## The task
Copy out all of the material exactly.

## Supplied entries

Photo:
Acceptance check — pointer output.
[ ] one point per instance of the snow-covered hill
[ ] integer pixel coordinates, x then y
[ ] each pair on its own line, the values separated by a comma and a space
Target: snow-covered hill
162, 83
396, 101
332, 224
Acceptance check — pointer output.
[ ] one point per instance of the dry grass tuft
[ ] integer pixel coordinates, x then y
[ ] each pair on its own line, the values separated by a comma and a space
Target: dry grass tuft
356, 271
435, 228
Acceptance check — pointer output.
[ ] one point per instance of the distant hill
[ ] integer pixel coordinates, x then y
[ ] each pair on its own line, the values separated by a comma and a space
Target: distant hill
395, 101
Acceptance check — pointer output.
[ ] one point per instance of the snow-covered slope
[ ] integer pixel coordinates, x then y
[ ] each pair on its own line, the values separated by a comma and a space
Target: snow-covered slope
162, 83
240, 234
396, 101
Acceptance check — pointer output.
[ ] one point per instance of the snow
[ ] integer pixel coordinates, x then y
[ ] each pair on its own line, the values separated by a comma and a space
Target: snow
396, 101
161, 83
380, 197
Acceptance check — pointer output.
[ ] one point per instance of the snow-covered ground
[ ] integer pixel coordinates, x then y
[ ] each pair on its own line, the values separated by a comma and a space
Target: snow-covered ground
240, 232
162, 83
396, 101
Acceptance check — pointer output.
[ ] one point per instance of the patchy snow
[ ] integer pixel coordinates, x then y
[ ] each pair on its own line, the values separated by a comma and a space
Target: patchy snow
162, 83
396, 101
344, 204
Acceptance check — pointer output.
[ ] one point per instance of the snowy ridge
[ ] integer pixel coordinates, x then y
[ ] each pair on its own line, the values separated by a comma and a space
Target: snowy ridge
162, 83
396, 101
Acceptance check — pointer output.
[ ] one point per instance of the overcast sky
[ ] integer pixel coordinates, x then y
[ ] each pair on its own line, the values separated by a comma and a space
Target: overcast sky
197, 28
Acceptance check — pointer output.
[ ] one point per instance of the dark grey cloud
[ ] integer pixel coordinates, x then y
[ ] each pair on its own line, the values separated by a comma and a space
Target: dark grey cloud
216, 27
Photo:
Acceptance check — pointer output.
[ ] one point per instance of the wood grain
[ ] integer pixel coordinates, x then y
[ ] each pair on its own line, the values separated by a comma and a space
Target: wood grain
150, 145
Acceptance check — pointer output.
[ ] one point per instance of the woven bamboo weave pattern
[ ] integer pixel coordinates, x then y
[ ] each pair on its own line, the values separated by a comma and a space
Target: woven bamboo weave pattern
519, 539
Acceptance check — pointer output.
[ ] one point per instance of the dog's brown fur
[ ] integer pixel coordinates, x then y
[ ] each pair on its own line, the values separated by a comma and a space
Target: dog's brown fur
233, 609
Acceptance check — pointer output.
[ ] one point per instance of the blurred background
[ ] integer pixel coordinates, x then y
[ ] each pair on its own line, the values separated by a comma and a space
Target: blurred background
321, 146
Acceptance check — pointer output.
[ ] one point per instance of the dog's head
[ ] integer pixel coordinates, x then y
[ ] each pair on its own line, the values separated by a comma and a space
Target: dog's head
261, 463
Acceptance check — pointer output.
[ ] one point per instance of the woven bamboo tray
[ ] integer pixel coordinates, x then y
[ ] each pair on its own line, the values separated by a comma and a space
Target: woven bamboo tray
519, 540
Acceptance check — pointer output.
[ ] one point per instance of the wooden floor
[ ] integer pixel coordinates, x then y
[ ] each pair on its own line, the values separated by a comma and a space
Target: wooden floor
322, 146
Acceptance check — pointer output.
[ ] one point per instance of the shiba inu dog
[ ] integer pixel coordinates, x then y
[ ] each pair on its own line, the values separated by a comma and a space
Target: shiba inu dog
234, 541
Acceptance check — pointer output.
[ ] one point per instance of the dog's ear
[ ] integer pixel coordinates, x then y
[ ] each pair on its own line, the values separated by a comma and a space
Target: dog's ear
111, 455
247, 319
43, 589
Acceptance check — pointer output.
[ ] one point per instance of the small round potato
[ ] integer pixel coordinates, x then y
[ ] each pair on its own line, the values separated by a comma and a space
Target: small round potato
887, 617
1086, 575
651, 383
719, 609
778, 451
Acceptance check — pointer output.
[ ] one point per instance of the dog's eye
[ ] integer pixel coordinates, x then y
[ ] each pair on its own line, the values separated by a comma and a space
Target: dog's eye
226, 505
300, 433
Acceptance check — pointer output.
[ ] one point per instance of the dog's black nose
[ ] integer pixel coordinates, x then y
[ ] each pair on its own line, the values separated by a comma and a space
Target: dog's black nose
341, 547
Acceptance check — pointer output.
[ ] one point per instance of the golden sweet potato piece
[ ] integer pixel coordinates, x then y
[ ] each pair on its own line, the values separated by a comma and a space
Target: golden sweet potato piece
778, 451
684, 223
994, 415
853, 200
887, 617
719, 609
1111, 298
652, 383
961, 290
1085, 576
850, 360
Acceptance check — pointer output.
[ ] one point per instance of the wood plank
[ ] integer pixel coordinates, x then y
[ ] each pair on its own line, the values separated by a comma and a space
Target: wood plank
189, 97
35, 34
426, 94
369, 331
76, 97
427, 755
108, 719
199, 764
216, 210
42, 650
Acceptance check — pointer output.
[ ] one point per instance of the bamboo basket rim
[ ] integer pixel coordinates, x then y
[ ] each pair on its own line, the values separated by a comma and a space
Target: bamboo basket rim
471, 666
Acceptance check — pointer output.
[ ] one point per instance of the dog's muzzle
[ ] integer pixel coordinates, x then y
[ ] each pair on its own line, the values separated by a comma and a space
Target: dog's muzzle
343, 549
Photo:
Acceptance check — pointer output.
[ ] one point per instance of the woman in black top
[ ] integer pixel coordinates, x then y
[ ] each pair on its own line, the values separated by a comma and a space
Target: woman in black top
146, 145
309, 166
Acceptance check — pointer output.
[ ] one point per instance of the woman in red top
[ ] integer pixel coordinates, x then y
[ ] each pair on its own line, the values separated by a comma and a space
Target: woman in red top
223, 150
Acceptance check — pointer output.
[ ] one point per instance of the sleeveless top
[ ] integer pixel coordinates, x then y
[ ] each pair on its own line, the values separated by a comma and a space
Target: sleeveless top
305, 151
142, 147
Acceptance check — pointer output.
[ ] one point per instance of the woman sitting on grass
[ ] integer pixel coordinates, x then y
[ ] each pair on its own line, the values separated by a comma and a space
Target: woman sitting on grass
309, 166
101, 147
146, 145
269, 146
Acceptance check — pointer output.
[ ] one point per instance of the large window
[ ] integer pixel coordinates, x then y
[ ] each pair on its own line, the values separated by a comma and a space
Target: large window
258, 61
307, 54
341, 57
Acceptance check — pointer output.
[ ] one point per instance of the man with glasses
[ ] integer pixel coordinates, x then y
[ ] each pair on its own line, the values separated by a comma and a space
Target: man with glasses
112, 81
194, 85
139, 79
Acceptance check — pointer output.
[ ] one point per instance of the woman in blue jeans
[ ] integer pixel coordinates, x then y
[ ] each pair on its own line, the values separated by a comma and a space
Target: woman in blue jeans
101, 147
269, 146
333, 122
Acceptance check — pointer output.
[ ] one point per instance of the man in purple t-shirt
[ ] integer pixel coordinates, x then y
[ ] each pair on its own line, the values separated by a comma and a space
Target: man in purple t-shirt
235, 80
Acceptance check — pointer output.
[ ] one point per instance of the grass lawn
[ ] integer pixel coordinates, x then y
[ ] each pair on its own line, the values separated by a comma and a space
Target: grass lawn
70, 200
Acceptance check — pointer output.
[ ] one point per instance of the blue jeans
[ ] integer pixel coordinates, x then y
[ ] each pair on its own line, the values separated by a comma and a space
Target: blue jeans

## Expected answer
Photo:
Acceptance check — pointer output.
[ ] one point per instance of the snow-covered hill
[ ] integer pixel coordinates, x then y
[ ] each pair on its own line, the values separated by a comma and a space
Target: snow-covered hill
162, 83
396, 101
332, 224
Acceptance check — pointer output.
[ ] one point per instance of the dry grass tuft
[ ] integer pixel coordinates, x then y
[ ] each pair on its own line, the values separated by a comma and a space
Target: dry grass tuft
356, 271
435, 228
Acceptance check — pointer output.
[ ] one point per instance of the distant hill
[ ] integer pixel coordinates, x then y
[ ] each pair on its own line, the values separated by a comma and a space
Target: distant hill
395, 101
Acceptance check — pointer output.
[ ] one point per instance of the snow-covered slope
[ ] integer pixel coordinates, x then y
[ ] each pair on its own line, the values separated by a comma and a space
Target: snow-covered slope
162, 83
240, 234
396, 101
Acceptance check — pointer output.
[ ] one point per instance of the snow
[ ] integer pixel coordinates, x then y
[ ] each pair on its own line, the values separated by a comma and a space
Target: snow
396, 101
161, 83
380, 197
Acceptance check — pointer output.
[ ] one point per instance of the snow-covered ground
[ ] integer pixel coordinates, x then y
[ ] each pair on its own line, the values separated by a comma and a space
Target: snow-covered ground
240, 232
162, 83
396, 101
Acceptance check — pointer output.
[ ] one point per instance of the patchy snow
[ ] integer pixel coordinates, x then y
[ ] each pair on its own line, the values separated by a comma and a space
Target: patchy snow
162, 83
396, 101
344, 204
Acceptance check — pointer output.
[ ] one point per instance of the snowy ridge
[ ] integer pixel coordinates, x then y
[ ] each pair on its own line, the values separated by a comma and a space
Target: snowy ridge
162, 83
396, 101
Acceptance check — pointer output.
[ ] one point per instance of the overcast sky
[ ] integer pixel coordinates, x then y
[ ] each pair on its own line, the values separated by a comma and a space
Target: overcast sky
197, 28
Acceptance check — pointer output.
[ ] one point per instance of the dark grey cloud
[ ] integer pixel coordinates, x then y
[ ] each pair on its own line, the values separated by a comma and a space
Target: dark grey cloud
216, 27
Photo:
Acceptance check — pointer output.
[ ] one point per instance of the wood grain
[ ] integer pixel coordinates, x then y
[ ] each pair on its own line, the values separated by a comma and a space
Target: wood grain
150, 145
Acceptance check — pointer output.
[ ] one point per instance of the woven bamboo weave pattern
[ ] integer pixel coordinates, x then y
[ ] each pair on its own line, the values separated by a comma and a space
Target: woven bamboo weave pattern
519, 539
Acceptance check — pointer output.
[ ] one point per instance of the dog's brown fur
[ ] integer pixel coordinates, x then y
[ ] each pair on its own line, the values separated by a comma and a space
Target: dog's brown fur
233, 609
Acceptance check — pointer output.
[ ] one point per instance of the blurred background
[ ] integer pixel coordinates, x then y
[ ] each pair on its own line, the values separated by a comma and a space
Target: blurred background
321, 146
Acceptance check — pointer output.
[ ] one point per instance of the dog's head
[ ] integer pixel coordinates, x then y
[ ] each pair on its own line, the values separated by a comma and a space
Target: dog's head
261, 463
Acceptance check — pointer output.
[ ] one point per instance of the woven bamboo tray
[ ] integer pixel coordinates, x then y
[ ] each pair on its own line, the values separated by a comma and a space
Target: woven bamboo tray
519, 540
Acceptance check — pointer output.
[ ] one point per instance of the wooden floor
[ ] integer pixel coordinates, x then y
[ ] each pair on its own line, the values separated by a comma and a space
Target: wooden floor
322, 146
Acceptance check — pointer output.
[ ] one point per instance of the shiba inu dog
[ ] integer pixel coordinates, x then y
[ ] each pair on its own line, the values separated by a comma and a space
Target: shiba inu dog
234, 541
Acceptance check — pointer output.
[ ] one point per instance of the dog's ear
[ ] integer pixel coordinates, x then y
[ ] each pair on its own line, the values separated by a comma and a space
Target: dog's ear
111, 455
247, 319
43, 589
Acceptance check — pointer output.
[ ] one point per instance of the small round potato
[ ] integer pixel coordinates, x then y
[ ] each pair on its own line, the values separated by a comma and a space
Target: small round potato
887, 617
1086, 575
651, 383
719, 609
778, 451
Acceptance check — pointer output.
[ ] one point per instance of the dog's eye
[ ] integer pixel coordinates, x then y
[ ] each pair on its own line, the values separated by a comma and a space
Target: dog's eye
226, 505
300, 433
Acceptance check — pointer output.
[ ] one point per instance of the dog's black nose
[ ] integer pixel coordinates, x then y
[ ] each pair on its own line, the values separated by a comma and a space
Target: dog's black nose
341, 547
Acceptance check — pointer output.
[ ] one point per instance of the golden sweet potato piece
[ ] integer pixel coordinates, x then y
[ ] each pair on its own line, the values separated by a comma and a space
Target: golden sweet potato piece
778, 451
684, 223
994, 415
853, 200
887, 617
719, 609
1111, 298
652, 383
961, 290
1085, 576
850, 360
Acceptance check — pointer output.
[ ] one point per instance of the wood plank
[ ] integer pixel coordinates, x then y
[ ] each pair on its own line, the values separated by a comma and a space
Target: wood plank
189, 97
35, 34
426, 94
369, 331
76, 97
427, 755
108, 719
199, 764
216, 210
42, 650
Acceptance check — pointer output.
[ ] one point per instance of the bamboo basket rim
[ ] integer pixel coordinates, x then y
[ ] each pair on its own line, the values separated by a comma and a space
Target: bamboo basket rim
471, 666
Acceptance check — pointer output.
[ ] one point per instance of the dog's muzzle
[ ] integer pixel coordinates, x then y
[ ] each pair on its own line, the values separated by a comma and a space
Target: dog's muzzle
343, 549
Photo:
Acceptance check — pointer output.
[ ] one point per instance of the woman in black top
[ ] integer pixel coordinates, x then y
[ ] each pair on its own line, the values separated by a comma and a space
Target: woman in black top
146, 145
309, 166
Acceptance check — pointer output.
[ ] one point per instance of the woman in red top
[ ] integer pixel coordinates, x then y
[ ] each pair on its own line, the values separated by a comma and a space
Target: woman in red top
223, 150
Acceptance check — pointer output.
[ ] one point per instance of the sleeveless top
[ ] integer pixel coordinates, x then y
[ ] each pair on its own line, the values separated by a comma and a space
Target: sleeveless top
305, 151
142, 147
Acceptance check — pointer output.
[ ] one point per instance of the woman sitting on grass
[ ] integer pixel coordinates, x then y
[ ] each pair on its own line, the values separated by a comma and a space
Target: woman sitting on grass
309, 166
101, 147
146, 145
269, 146
Acceptance check — pointer output.
[ ] one point per instance of the large window
[ ] integer pixel coordinates, x then y
[ ] each pair on its own line, the values separated by a comma and a space
Target: large window
258, 61
307, 54
341, 57
Acceptance check — pointer output.
[ ] one point per instance of the man with glasses
[ ] integer pixel coordinates, x then y
[ ] each pair on its own line, the values separated by a comma and a space
Target: man with glasses
112, 81
194, 85
139, 79
Acceptance check — pointer output.
[ ] one point per instance of the woman in blue jeans
[ ] integer pixel coordinates, x then y
[ ] each pair on its own line, the values separated by a comma and a space
Target: woman in blue jeans
101, 147
269, 146
333, 122
Acceptance check — pointer output.
[ ] one point per instance of the man in purple t-shirt
[ ] integer pixel coordinates, x then y
[ ] each pair on its own line, the values separated by a comma and a space
Target: man in purple t-shirt
235, 80
Acceptance check — pointer output.
[ ] one point per instance of the grass lawn
[ ] integer pixel coordinates, x then y
[ ] each pair on its own line, the values separated by a comma and a space
Target: grass lawn
70, 200
Acceptance check — pointer output.
[ ] one point per instance of the blue jeans
[ ] integer pixel coordinates, x then y
[ ] each pair on its own line, the values separated by a comma and a space
Target: blue jeans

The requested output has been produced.